*** Block opens ***

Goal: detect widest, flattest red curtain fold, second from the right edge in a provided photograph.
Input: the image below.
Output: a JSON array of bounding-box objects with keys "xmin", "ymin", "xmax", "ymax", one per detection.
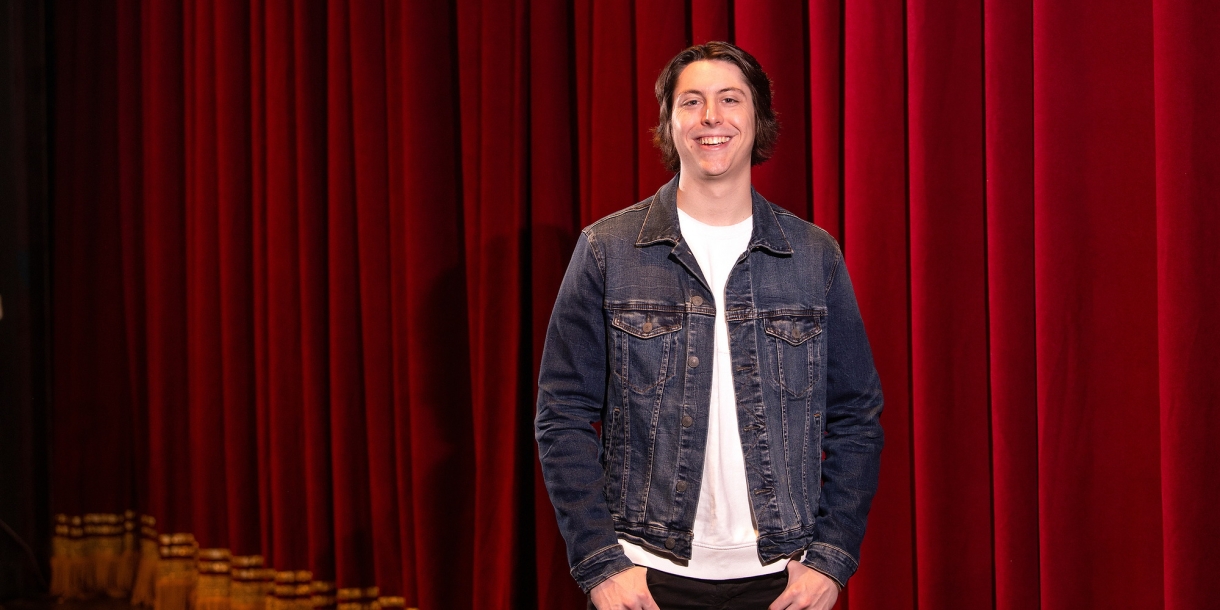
[{"xmin": 1033, "ymin": 1, "xmax": 1164, "ymax": 609}]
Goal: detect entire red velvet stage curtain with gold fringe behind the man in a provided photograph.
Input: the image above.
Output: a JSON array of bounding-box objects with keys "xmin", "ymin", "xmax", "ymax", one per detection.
[{"xmin": 52, "ymin": 0, "xmax": 1220, "ymax": 610}]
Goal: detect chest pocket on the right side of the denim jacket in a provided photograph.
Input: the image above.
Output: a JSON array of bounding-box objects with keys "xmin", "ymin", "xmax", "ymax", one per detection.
[{"xmin": 763, "ymin": 310, "xmax": 826, "ymax": 398}]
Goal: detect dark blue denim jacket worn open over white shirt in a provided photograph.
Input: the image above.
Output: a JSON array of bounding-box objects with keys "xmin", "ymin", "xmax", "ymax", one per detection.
[{"xmin": 534, "ymin": 177, "xmax": 883, "ymax": 592}]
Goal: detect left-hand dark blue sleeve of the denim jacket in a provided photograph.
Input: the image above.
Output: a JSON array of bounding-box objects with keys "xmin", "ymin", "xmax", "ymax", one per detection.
[{"xmin": 534, "ymin": 233, "xmax": 633, "ymax": 593}]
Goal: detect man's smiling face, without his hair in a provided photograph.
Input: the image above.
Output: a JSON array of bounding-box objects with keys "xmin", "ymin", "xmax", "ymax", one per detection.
[{"xmin": 670, "ymin": 60, "xmax": 754, "ymax": 181}]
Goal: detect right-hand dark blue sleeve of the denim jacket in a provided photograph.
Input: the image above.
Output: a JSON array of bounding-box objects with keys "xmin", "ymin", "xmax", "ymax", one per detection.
[{"xmin": 802, "ymin": 250, "xmax": 885, "ymax": 587}]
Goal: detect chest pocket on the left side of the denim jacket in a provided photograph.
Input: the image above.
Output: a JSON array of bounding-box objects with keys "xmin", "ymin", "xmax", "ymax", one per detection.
[{"xmin": 610, "ymin": 310, "xmax": 682, "ymax": 394}]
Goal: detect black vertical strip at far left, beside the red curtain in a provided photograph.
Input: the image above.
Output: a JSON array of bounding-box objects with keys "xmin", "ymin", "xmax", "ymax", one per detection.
[{"xmin": 0, "ymin": 0, "xmax": 50, "ymax": 600}]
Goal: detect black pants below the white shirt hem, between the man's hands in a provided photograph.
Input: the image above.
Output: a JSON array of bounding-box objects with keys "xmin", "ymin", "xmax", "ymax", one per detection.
[{"xmin": 588, "ymin": 570, "xmax": 788, "ymax": 610}]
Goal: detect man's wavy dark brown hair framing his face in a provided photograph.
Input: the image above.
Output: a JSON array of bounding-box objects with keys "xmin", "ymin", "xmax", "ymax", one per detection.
[{"xmin": 653, "ymin": 40, "xmax": 780, "ymax": 172}]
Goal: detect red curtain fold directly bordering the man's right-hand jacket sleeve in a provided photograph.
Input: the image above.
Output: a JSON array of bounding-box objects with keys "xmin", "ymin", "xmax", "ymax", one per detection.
[{"xmin": 839, "ymin": 0, "xmax": 912, "ymax": 609}]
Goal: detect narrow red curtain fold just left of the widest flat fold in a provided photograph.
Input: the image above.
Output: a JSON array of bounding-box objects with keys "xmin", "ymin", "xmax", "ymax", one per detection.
[{"xmin": 983, "ymin": 2, "xmax": 1041, "ymax": 609}]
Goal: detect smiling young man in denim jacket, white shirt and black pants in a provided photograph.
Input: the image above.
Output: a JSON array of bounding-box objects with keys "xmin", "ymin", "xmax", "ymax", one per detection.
[{"xmin": 536, "ymin": 43, "xmax": 882, "ymax": 610}]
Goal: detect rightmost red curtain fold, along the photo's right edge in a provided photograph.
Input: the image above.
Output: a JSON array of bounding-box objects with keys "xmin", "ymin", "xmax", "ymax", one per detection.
[{"xmin": 1153, "ymin": 1, "xmax": 1220, "ymax": 608}]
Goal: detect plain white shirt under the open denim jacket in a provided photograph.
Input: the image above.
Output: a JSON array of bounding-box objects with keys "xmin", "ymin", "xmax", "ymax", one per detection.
[{"xmin": 619, "ymin": 210, "xmax": 787, "ymax": 581}]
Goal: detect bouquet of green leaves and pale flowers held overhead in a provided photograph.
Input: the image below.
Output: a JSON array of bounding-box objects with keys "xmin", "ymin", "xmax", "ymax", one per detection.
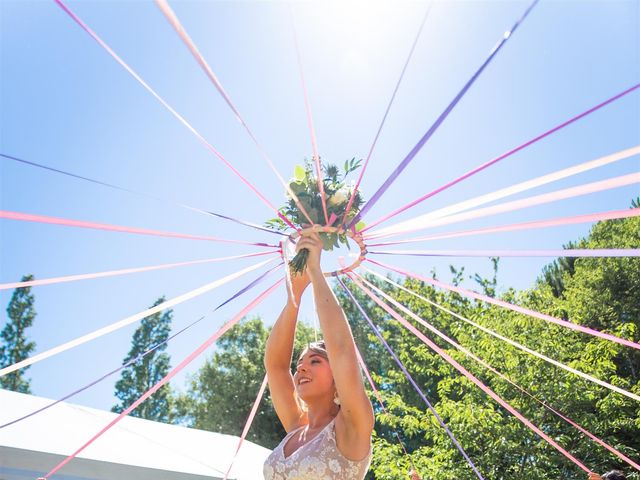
[{"xmin": 265, "ymin": 158, "xmax": 364, "ymax": 275}]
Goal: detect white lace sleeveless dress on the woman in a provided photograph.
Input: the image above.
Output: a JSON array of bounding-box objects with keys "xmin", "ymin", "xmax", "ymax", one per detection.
[{"xmin": 263, "ymin": 418, "xmax": 371, "ymax": 480}]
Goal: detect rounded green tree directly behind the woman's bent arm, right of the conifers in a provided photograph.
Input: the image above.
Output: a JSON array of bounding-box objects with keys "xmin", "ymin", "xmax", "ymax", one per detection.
[{"xmin": 177, "ymin": 318, "xmax": 315, "ymax": 448}]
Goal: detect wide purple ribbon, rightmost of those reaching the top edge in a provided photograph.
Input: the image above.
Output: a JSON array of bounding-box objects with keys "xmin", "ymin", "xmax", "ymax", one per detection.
[{"xmin": 349, "ymin": 0, "xmax": 538, "ymax": 231}]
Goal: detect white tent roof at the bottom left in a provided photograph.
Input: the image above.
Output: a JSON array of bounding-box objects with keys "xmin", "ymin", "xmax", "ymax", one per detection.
[{"xmin": 0, "ymin": 389, "xmax": 270, "ymax": 480}]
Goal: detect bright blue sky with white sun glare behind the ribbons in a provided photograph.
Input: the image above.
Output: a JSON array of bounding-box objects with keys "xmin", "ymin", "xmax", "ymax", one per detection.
[{"xmin": 0, "ymin": 0, "xmax": 640, "ymax": 408}]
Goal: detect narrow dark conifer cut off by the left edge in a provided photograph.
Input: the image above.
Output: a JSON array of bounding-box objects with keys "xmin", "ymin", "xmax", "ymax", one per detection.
[{"xmin": 0, "ymin": 275, "xmax": 36, "ymax": 393}]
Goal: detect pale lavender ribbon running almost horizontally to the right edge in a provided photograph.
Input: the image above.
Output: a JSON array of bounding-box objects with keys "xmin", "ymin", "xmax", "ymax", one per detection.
[{"xmin": 369, "ymin": 248, "xmax": 640, "ymax": 257}]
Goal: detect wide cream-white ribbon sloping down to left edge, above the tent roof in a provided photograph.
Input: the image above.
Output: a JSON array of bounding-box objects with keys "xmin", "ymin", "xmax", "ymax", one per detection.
[{"xmin": 0, "ymin": 258, "xmax": 277, "ymax": 377}]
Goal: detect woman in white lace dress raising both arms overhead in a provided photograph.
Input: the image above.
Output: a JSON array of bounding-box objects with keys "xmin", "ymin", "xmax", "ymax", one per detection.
[{"xmin": 264, "ymin": 231, "xmax": 374, "ymax": 480}]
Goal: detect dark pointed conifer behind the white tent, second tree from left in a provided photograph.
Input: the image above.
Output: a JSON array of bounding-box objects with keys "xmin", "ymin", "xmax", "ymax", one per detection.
[{"xmin": 111, "ymin": 296, "xmax": 173, "ymax": 422}]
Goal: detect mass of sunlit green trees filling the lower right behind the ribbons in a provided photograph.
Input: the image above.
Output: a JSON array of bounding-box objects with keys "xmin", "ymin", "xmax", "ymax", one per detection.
[{"xmin": 338, "ymin": 218, "xmax": 640, "ymax": 480}]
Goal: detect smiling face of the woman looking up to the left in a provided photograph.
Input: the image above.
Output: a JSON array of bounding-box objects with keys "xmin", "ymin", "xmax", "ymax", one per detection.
[{"xmin": 293, "ymin": 346, "xmax": 336, "ymax": 403}]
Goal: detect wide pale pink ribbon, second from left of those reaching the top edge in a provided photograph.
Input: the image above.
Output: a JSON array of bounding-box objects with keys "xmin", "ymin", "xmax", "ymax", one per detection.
[{"xmin": 156, "ymin": 0, "xmax": 314, "ymax": 225}]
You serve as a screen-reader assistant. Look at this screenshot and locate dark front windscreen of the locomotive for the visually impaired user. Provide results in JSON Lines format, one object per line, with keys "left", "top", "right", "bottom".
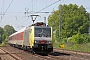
{"left": 35, "top": 28, "right": 51, "bottom": 37}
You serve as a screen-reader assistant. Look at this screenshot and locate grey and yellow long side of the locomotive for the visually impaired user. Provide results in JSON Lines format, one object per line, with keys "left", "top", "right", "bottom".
{"left": 24, "top": 26, "right": 34, "bottom": 48}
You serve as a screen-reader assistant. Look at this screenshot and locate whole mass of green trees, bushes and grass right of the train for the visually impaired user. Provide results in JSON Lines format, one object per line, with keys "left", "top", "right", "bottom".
{"left": 48, "top": 4, "right": 90, "bottom": 52}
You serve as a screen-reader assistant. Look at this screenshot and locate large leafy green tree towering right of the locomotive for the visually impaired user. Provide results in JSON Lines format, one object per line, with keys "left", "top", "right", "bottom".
{"left": 48, "top": 4, "right": 89, "bottom": 40}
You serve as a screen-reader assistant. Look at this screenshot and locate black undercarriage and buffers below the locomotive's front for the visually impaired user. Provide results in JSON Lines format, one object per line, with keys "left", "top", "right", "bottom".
{"left": 33, "top": 44, "right": 53, "bottom": 53}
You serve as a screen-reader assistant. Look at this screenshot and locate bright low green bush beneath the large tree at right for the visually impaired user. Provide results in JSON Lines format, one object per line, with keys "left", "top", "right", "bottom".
{"left": 68, "top": 33, "right": 90, "bottom": 44}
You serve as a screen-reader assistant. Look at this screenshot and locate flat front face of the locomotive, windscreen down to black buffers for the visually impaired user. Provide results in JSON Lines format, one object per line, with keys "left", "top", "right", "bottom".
{"left": 33, "top": 26, "right": 53, "bottom": 53}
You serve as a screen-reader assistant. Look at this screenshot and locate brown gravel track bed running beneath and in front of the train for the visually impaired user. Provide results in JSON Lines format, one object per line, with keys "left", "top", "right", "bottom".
{"left": 0, "top": 45, "right": 90, "bottom": 60}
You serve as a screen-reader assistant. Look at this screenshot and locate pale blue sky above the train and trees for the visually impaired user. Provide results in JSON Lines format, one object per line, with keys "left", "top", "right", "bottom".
{"left": 0, "top": 0, "right": 90, "bottom": 31}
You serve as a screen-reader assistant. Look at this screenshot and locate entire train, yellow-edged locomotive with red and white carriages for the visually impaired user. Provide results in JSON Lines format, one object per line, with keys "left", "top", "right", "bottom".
{"left": 8, "top": 22, "right": 53, "bottom": 54}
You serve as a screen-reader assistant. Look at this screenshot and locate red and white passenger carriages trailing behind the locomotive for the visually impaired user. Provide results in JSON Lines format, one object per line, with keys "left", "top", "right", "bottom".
{"left": 8, "top": 27, "right": 26, "bottom": 46}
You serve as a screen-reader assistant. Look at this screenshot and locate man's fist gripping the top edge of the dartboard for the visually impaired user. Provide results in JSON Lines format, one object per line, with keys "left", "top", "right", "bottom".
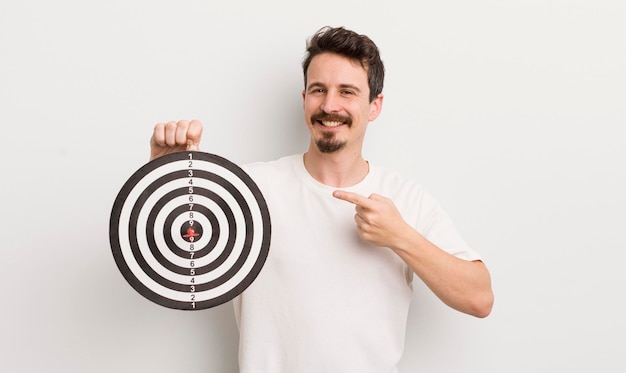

*** Block closes ***

▸ YOUR INSTRUCTIONS
Wherever the string "roof" occurs in the listing, return the line it sits on.

▸ RESULT
Goal: detect white tent roof at the bottom left in a provided photograph.
Goal: detect wide cream-white ribbon sloping down to left edge, above the tent roof in a provided photograph.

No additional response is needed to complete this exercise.